SUPPLIED TEXT below:
# Baby Diamond Python ID



## tasdevil (Apr 14, 2013)

Just bought my first diamond python, but I'm not sure if it is 100% pure. Do you suppose guys this baby ( around 2 months old ) is 
pure and not a hybrid....







[OriginalHostedIMG]http://www.palacio.ph/other_pics/diamondpython.jpg[/IMG]


----------



## Shotta (Apr 14, 2013)

i'd say that is a diamond either way its,
gonna be a cracker when it get older!!


----------



## Sezzzzzzzzz (Apr 14, 2013)

what makes you think its a hybrid?


----------



## tasdevil (Apr 14, 2013)

Sezzzzzzzzz said:


> what makes you think its a hybrid?



It looks alot different in appearance with an adult :-( Also I never got to see the parents of this hatchling since I think the seller ( Camo's Reptiles ) only got it from another breeder, but Camos seems to be a reputable seller


----------



## Chanzey (Apr 14, 2013)

They yellow up with age.


----------



## GeckoJosh (Apr 14, 2013)

tasdevil said:


> It looks alot different in appearance with an adult :-( Also I never got to see the parents of this hatchling since I think the seller ( Camo's Reptiles ) only got it from another breeder, but Camos seems to be a reputable seller



How is that legal? unless you breed the snakes or have a very good reason then there is a 6 month time limit between buying and selling reptiles.


----------



## Tsubakai (Apr 14, 2013)

Baby pythons look nothing like their adult forms so I wouldn't get too worried about that. Once it grows up you may have a better idea but you may never be 100% sure. To me, it looks like some baby diamonds that I have seen however, since I live in NQ I don't see too many diamonds.


----------



## tasdevil (Apr 14, 2013)

GeckoJosh said:


> How is that legal? unless you breed the snakes or have a very good reason then there is a 6 month time limit between buying and selling reptiles.


.....I don't know...maybe I miss understood :-(


----------



## andynic07 (Apr 14, 2013)

GeckoJosh said:


> How is that legal? unless you breed the snakes or have a very good reason then there is a 6 month time limit between buying and selling reptiles.


I think in Queensland it may be legal if you seek approval with special circumstances. Usually not allowed though as you have pointed out.


----------



## cement (Apr 14, 2013)

Looks every bit a diamond.


----------



## mrkos (Apr 14, 2013)

definetely diamond and a nice looking one at that. one of the cool things about raising a diamond is watching s brown young unnatractive hatchling turn into a spectacular adult. by the looks of that youngin it has the makings of becoming a cracker of an adult


----------



## Sezzzzzzzzz (Apr 14, 2013)
End of SUPPLIED TEXT.
DATA EXTRACT below:
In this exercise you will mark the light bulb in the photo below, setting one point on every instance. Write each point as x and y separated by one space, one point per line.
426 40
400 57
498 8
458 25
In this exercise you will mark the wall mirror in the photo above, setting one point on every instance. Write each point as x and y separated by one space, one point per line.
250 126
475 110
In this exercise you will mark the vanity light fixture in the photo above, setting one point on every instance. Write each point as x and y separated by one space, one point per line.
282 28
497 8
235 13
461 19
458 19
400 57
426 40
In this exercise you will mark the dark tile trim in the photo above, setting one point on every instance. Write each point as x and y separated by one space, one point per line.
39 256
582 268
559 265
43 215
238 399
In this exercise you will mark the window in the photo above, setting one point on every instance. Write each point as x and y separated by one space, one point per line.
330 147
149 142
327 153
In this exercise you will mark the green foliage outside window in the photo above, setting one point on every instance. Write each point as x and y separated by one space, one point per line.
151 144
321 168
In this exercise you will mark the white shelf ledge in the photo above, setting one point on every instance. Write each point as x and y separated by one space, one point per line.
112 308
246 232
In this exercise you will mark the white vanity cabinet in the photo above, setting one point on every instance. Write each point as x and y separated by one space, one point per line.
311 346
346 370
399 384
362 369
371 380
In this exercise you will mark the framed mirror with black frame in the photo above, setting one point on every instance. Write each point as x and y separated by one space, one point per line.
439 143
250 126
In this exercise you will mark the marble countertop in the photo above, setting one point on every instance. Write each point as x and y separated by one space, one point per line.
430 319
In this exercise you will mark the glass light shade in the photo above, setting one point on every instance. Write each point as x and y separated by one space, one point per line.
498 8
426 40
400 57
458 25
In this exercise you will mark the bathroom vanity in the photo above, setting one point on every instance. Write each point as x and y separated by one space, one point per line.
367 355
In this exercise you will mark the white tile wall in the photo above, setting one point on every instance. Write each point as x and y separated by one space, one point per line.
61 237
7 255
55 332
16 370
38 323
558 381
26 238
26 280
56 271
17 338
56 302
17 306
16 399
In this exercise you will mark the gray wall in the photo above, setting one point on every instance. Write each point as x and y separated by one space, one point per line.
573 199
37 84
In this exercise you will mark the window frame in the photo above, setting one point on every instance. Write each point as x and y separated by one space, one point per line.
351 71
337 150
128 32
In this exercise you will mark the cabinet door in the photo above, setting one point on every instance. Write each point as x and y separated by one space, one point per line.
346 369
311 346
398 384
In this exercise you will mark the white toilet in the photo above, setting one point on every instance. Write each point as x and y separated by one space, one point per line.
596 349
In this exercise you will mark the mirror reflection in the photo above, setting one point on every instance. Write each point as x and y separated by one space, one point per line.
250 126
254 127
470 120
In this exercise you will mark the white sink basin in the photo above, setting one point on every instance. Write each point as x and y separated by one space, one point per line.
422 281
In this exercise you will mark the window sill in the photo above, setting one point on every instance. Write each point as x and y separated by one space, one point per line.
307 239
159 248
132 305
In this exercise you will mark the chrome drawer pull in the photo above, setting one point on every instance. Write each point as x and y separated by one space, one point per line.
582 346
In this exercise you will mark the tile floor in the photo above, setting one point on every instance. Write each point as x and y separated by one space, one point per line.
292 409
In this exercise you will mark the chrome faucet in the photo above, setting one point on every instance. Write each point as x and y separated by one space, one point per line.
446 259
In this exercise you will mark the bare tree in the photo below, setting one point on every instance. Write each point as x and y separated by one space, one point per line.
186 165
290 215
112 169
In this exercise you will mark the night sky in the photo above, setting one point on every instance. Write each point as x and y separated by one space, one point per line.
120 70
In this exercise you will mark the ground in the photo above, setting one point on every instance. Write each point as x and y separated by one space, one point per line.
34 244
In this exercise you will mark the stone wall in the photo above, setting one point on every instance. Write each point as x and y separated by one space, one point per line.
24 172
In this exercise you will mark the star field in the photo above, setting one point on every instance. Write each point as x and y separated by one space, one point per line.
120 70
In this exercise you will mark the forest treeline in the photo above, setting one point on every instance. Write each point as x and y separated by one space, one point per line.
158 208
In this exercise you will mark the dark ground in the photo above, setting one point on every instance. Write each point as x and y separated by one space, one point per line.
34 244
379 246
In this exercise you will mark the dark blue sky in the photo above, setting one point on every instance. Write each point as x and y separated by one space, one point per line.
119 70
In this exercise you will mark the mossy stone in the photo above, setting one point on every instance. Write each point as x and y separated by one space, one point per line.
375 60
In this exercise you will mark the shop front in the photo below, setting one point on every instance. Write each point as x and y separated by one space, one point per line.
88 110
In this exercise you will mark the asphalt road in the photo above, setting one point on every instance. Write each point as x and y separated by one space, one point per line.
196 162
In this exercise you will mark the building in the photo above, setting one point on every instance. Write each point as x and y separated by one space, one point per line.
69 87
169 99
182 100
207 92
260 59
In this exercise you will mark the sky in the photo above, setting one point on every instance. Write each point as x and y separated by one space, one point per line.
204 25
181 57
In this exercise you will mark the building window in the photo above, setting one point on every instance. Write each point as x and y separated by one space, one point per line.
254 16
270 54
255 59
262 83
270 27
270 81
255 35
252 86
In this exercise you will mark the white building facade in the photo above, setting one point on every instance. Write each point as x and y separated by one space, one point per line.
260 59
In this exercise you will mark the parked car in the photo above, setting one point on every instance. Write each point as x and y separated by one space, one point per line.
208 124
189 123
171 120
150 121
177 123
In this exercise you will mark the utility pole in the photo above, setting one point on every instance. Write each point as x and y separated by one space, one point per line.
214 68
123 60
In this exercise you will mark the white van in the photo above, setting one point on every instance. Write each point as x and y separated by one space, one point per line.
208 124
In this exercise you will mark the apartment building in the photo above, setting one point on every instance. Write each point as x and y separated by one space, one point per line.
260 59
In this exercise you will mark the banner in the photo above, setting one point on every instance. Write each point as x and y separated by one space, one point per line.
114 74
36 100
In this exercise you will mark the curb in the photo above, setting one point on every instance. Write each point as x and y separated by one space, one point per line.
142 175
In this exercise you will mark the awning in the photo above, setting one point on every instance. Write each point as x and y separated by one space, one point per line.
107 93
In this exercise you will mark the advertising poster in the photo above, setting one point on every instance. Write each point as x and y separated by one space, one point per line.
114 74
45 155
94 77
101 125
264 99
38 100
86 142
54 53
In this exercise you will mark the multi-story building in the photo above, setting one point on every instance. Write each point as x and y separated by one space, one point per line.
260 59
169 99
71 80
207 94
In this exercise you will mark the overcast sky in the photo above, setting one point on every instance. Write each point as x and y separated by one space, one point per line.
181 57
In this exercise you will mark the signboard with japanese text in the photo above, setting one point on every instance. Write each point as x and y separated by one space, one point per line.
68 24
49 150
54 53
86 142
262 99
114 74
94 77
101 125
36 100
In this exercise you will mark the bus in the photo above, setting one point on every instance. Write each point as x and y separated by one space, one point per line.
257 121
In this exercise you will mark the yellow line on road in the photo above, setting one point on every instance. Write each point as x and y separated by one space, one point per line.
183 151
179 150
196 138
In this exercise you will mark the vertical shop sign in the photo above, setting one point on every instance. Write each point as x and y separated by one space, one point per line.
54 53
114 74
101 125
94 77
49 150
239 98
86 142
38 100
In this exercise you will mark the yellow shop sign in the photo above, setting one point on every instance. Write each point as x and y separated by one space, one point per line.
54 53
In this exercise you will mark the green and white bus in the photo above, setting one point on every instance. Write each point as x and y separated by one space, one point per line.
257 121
End of DATA EXTRACT.
**INSTRUCTIONS TO FOLLOW**
Write out the stretch of the baby diamond python thread from "I think in Queensland" through "cement (Apr 14, 2013)", word for word.

**EXPECTED ANSWER**
I think in Queensland it may be legal if you seek approval with special circumstances. Usually not allowed though as you have pointed out.


----------



## cement (Apr 14, 2013)